------ RECORDS FOR PROCESSING
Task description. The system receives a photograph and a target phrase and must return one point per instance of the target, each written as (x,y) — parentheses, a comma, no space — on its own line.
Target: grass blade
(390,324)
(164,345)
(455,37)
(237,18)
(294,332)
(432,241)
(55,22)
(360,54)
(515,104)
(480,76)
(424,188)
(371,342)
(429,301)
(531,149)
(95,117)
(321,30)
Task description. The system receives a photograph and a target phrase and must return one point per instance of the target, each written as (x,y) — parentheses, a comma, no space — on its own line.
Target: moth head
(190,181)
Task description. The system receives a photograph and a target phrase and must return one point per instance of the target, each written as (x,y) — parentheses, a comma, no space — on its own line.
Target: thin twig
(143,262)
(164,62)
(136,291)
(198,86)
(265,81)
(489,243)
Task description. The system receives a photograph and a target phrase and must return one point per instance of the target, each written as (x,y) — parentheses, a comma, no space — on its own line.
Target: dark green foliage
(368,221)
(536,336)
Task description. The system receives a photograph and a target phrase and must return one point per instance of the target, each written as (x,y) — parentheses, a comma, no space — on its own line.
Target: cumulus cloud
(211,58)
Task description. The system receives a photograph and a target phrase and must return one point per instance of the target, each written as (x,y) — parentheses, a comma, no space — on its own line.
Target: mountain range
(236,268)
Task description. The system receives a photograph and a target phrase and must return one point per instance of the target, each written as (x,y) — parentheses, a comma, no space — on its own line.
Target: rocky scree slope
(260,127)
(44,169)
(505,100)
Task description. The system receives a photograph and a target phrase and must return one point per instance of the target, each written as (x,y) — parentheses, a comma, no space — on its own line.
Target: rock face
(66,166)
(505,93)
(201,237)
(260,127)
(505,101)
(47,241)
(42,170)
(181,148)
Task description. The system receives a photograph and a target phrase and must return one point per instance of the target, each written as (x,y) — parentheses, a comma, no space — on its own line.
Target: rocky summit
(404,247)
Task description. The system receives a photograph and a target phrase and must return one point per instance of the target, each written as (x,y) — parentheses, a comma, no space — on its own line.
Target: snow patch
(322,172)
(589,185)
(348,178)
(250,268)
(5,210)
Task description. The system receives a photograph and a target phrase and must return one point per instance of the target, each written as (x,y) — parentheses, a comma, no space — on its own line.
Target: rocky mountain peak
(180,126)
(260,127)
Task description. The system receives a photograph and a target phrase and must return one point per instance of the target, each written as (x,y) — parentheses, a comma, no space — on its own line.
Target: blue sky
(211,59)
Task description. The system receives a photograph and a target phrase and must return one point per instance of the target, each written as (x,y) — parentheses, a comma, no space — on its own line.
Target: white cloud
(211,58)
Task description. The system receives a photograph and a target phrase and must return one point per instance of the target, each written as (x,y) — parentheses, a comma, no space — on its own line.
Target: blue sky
------------
AIM OF THE EXERCISE ▸
Extract the complete listing above, reproducing each line exactly.

SOLUTION FOR THIS PROBLEM ▸
Task description. The system receives a photograph and a target phrase and must return one point per instance of the target, each written as (x,y) — parentheses, a comma, no space — on its own line.
Target: grass blade
(390,324)
(164,345)
(455,37)
(237,18)
(294,332)
(432,241)
(55,22)
(360,54)
(515,104)
(480,76)
(424,188)
(371,342)
(429,301)
(531,149)
(95,117)
(321,30)
Task description. The system receives a photograph and a target phrase and must return one point per instance of the target, each written as (x,y) — parentheses, a comma, no space — on its own line.
Target: moth head
(190,181)
Task description. The system receives a photograph and a target phrase and must return one point per instance of the target, each written as (x,y) — parentheses, a comma, no space — on its own line.
Target: thin twig
(143,262)
(164,62)
(136,291)
(198,86)
(265,81)
(489,243)
Task description. The system receives a photograph and a target phrase and must return one point per instance of the target, each written as (x,y) — parentheses, a comma, no space — on its own line.
Target: dark green foliage
(368,221)
(536,336)
Task description. The system receives a photograph and a target phrase and must return one point per instance of the target, each written as (x,y) — parentheses, a comma, no space — on its own line.
Target: cumulus cloud
(211,58)
Task description. The system receives a photograph and a target phrase and must return one point per instance of the target, each written as (x,y) — parentheses, a comma, no space — on its own line.
Target: mountain range
(236,268)
Task description. The system receives a photograph and a target phrase and must return one point per instance of the target, each written as (x,y) — parentheses, a comma, no space — on its own line.
Target: rocky scree slope
(260,127)
(44,169)
(505,100)
Task description. The system receives a photograph and a target phrase and must return one point per instance of the target, each written as (x,y) — parentheses, a comma, no space — on its own line.
Target: rock face
(66,166)
(505,93)
(201,237)
(260,127)
(505,101)
(47,241)
(42,170)
(181,148)
Task description. The system receives a photograph and a target phrase and must return one point per instance of the target, each written as (x,y) — parentheses, a comma, no space — on its own line.
Target: rocky summit
(404,247)
Task description. The system receives a photograph and a target phrase and must return one point per instance of the target, each written as (x,y) — parentheses, a comma, no space — on its own line.
Target: snow patch
(322,172)
(589,185)
(348,178)
(250,268)
(5,210)
Task description. The system receives a photograph and a target phrase and must return one point per instance of the target, each written as (x,y) — parentheses, a comma, no space — on its own line.
Target: rocky mountain peak
(180,126)
(260,127)
Task description. The system receives a photograph and a target phrase and must return one point per instance of the target, each written as (x,y) — parentheses, a comma, no space — on its own line.
Target: blue sky
(211,59)
Task description. The system receives a photograph and a target phrase and must return one point per instance of the target, each written as (x,y) — parentheses, a comma, no space — on its own line.
Target: white cloud
(211,58)
Task description. The system receives a photograph and a target phrase and must return one point per instance of the target, each written as (x,y) — parentheses, a comma, no space — on its own line.
Target: blue sky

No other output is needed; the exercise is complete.